╭─ Provided passage

The arytenoid muscle  is a single muscle of the larynx. It passes from one arytenoid cartilage to the opposite arytenoid cartilage. It has oblique and transverse fibres. It is supplied by the recurrent laryngeal nerve. It approximates the arytenoid cartilages. Continuous electromyography may be used during neck surgeries such as thyroidectomy.

Structure 
The arytenoid muscle fills the posterior concave surface of the arytenoid cartilage. It arises from the posterior surface and lateral border of one arytenoid cartilage. It is inserted into the corresponding parts of the opposite arytenoid cartilage.

It consists of oblique and transverse fibres.

Nerve supply 
The arytenoid muscle is supplied by the recurrent laryngeal nerve, a branch of the vagus nerve (CN X). This is a bilateral supply.

╰─
╭─ Given data

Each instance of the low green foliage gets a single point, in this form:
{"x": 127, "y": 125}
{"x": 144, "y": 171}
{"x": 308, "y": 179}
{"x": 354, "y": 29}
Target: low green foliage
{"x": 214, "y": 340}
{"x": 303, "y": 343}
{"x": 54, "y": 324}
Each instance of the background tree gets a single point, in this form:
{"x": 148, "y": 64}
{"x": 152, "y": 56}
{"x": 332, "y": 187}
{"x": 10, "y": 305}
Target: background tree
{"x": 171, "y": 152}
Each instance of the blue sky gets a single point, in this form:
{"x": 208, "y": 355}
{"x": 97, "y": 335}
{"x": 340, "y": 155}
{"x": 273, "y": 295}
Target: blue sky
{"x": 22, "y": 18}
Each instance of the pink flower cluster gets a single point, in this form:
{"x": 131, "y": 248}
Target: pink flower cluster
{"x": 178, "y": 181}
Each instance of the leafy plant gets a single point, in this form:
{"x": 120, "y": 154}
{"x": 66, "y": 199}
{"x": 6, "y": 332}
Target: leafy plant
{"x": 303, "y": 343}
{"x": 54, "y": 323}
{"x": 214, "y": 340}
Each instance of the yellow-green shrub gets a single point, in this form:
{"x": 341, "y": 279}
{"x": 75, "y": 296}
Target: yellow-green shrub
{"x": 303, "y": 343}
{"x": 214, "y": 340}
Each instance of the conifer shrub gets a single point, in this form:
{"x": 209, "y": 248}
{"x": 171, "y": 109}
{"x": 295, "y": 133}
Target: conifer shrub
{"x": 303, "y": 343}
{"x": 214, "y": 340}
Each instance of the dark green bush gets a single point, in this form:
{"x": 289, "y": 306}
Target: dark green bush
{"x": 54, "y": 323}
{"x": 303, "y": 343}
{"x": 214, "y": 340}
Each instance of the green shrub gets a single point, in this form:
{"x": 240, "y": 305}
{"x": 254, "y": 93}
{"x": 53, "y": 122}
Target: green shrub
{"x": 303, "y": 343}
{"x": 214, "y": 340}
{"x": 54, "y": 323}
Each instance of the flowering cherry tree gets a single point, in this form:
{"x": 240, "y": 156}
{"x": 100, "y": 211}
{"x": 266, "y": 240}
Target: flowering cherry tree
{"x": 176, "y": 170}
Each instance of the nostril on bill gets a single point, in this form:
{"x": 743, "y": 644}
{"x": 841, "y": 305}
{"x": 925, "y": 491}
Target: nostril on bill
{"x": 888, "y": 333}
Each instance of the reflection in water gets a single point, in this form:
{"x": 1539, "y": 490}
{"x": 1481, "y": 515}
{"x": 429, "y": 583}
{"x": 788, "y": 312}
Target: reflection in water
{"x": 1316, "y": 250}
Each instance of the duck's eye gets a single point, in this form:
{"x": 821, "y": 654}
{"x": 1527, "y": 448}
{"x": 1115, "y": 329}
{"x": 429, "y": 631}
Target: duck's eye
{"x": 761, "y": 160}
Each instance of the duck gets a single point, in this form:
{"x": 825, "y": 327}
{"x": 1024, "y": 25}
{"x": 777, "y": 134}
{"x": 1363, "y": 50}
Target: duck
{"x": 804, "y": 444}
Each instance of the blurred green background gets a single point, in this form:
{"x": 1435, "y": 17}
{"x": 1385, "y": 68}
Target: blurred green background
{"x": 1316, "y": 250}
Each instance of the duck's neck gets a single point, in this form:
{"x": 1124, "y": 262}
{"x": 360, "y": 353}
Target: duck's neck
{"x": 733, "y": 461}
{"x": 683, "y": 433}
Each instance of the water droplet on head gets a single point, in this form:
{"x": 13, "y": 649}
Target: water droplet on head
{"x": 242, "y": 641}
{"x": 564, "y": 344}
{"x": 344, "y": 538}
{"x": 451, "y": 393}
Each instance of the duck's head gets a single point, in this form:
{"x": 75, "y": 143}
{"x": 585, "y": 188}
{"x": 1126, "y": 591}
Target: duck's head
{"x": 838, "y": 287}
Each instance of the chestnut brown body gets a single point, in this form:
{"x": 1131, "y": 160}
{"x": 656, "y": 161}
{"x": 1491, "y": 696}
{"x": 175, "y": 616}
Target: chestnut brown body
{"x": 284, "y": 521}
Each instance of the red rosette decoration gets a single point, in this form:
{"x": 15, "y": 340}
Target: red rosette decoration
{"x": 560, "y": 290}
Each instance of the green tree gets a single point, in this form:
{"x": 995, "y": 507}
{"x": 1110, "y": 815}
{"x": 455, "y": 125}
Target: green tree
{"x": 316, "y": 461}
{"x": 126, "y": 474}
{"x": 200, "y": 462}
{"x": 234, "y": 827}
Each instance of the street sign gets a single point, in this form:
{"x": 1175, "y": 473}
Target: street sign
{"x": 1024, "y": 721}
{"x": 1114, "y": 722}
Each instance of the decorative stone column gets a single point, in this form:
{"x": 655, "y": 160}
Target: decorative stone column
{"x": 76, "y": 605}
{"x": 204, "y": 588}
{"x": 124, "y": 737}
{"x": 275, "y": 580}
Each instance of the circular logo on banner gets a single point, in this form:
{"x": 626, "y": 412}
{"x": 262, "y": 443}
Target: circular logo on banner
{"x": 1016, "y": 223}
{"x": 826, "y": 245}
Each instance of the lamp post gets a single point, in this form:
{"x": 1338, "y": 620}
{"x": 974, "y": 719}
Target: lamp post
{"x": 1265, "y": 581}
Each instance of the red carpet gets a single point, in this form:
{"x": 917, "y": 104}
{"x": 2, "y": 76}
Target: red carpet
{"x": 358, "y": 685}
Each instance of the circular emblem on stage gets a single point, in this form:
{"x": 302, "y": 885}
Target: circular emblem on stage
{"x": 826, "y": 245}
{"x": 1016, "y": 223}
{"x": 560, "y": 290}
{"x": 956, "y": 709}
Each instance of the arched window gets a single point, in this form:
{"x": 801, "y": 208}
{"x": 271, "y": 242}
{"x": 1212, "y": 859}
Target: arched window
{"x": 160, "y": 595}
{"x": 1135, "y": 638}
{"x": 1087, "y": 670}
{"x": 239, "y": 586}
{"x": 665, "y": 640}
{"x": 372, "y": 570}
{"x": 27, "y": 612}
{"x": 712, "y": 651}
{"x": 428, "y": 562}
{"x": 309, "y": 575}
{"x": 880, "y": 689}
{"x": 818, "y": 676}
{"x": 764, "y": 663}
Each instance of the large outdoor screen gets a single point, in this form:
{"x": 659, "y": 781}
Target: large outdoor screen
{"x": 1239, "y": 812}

╰─

● Exercises:
**1)** From the arytenoid muscle text, extract everything from "It consists of" down to "a bilateral supply.".
**2)** Write what comes next in the text about the arytenoid muscle, picking up after its last sentence.

● Responses for each task:
**1)**
It consists of oblique and transverse fibres.

Nerve supply 
The arytenoid muscle is supplied by the recurrent laryngeal nerve, a branch of the vagus nerve (CN X). This is a bilateral supply.

**2)**
Function 
The arytenoid muscle approximates the arytenoid cartilages. This closes the aperture of the glottis, especially at its back part to eliminate the posterior commissure of the vocal cords.

Clinical significance

Electromyography 
Function of the arytenoid muscle is a good method to determine function of the recurrent laryngeal nerve. Continuous electromyography of the arytenoid muscle can provide confidence to surgeons that the recurrent laryngeal nerve is not damaged during neck surgeries, such as thyroidectomy.

Other animals 
The arytenoid muscle is found in many animals, including dogs.